Aim.
Write out the data below in full. Keep it exact.

Dataset rows.
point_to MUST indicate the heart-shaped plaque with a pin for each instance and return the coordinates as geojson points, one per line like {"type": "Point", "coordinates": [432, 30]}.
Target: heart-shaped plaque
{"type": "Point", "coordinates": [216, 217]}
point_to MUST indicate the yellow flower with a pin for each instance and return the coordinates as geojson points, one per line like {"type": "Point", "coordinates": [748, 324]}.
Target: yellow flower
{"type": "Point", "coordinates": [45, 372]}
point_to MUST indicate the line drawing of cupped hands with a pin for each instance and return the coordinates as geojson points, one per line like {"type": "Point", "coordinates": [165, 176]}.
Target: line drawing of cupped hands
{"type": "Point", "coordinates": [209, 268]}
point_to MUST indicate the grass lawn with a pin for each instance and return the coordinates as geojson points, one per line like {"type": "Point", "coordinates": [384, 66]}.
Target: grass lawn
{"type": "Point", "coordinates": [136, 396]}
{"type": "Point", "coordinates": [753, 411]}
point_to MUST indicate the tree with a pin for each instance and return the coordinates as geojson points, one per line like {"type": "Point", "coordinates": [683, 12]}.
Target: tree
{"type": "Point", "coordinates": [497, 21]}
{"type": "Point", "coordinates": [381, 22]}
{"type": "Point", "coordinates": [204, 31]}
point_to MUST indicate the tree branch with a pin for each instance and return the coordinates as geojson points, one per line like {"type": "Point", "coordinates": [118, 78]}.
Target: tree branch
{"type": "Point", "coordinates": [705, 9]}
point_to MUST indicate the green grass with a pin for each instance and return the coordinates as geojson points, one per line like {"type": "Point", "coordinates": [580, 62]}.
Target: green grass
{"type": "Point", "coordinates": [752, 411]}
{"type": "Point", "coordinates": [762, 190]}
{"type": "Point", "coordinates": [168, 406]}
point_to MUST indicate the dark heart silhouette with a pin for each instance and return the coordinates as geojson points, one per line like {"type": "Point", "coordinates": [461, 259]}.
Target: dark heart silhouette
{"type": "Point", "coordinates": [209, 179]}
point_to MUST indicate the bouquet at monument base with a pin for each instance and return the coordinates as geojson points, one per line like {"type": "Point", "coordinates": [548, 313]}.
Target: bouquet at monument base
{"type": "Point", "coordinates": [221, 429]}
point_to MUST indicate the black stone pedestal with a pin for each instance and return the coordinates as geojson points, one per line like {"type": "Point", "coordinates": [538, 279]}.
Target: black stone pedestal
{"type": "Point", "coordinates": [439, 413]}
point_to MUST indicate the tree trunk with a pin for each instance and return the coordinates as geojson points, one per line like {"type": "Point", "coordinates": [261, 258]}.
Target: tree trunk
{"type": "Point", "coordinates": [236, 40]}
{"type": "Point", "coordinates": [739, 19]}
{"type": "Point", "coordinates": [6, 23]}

Response to the exercise.
point_to MUST indicate the heart-shaped plaque with a pin for each instance and return the coordinates as geojson points, one per line like {"type": "Point", "coordinates": [432, 30]}.
Target: heart-shaped plaque
{"type": "Point", "coordinates": [216, 217]}
point_to MUST indicate the yellow flower with a pin for each instance and return the coordinates as geojson points, one per line like {"type": "Point", "coordinates": [748, 324]}.
Target: yellow flower
{"type": "Point", "coordinates": [45, 372]}
point_to MUST indicate the line drawing of cupped hands with a pin for each instance and return the coordinates as geojson points, one per line like {"type": "Point", "coordinates": [165, 176]}.
Target: line drawing of cupped hands
{"type": "Point", "coordinates": [209, 268]}
point_to MUST indicate the grass lawn with a pin for each instance and return the coordinates as geojson points, one per line like {"type": "Point", "coordinates": [384, 66]}.
Target: grass lawn
{"type": "Point", "coordinates": [136, 396]}
{"type": "Point", "coordinates": [753, 411]}
point_to MUST indicate the tree with a pin for each instance and return the coordinates as geojson points, one per line like {"type": "Point", "coordinates": [683, 12]}.
Target: tree
{"type": "Point", "coordinates": [497, 21]}
{"type": "Point", "coordinates": [381, 22]}
{"type": "Point", "coordinates": [204, 31]}
point_to MUST indicate the tree branch with a pin for each instance and return the coordinates as geojson points, one per line like {"type": "Point", "coordinates": [118, 78]}.
Target: tree branch
{"type": "Point", "coordinates": [705, 9]}
point_to MUST indicate the green grass with a pin for each instance and return the coordinates as geojson points, one per line like {"type": "Point", "coordinates": [580, 62]}.
Target: green grass
{"type": "Point", "coordinates": [752, 411]}
{"type": "Point", "coordinates": [762, 190]}
{"type": "Point", "coordinates": [168, 406]}
point_to MUST indicate the dark heart silhouette with a pin for each instance and return the coordinates as geojson points, one per line like {"type": "Point", "coordinates": [461, 259]}.
Target: dark heart silhouette
{"type": "Point", "coordinates": [209, 179]}
point_to MUST indicate the bouquet at monument base with a pin for each instance and return the coordinates as geojson points, one per line like {"type": "Point", "coordinates": [548, 313]}.
Target: bouquet at monument base
{"type": "Point", "coordinates": [221, 429]}
point_to MUST indicate the black stone pedestal with a pin for each instance and return the coordinates as geojson points, one per line like {"type": "Point", "coordinates": [538, 279]}.
Target: black stone pedestal
{"type": "Point", "coordinates": [439, 413]}
point_to MUST indicate the tree trunk with a pin for each instance and return the coordinates as geojson points, one per line like {"type": "Point", "coordinates": [261, 258]}.
Target: tree trunk
{"type": "Point", "coordinates": [236, 40]}
{"type": "Point", "coordinates": [739, 19]}
{"type": "Point", "coordinates": [6, 23]}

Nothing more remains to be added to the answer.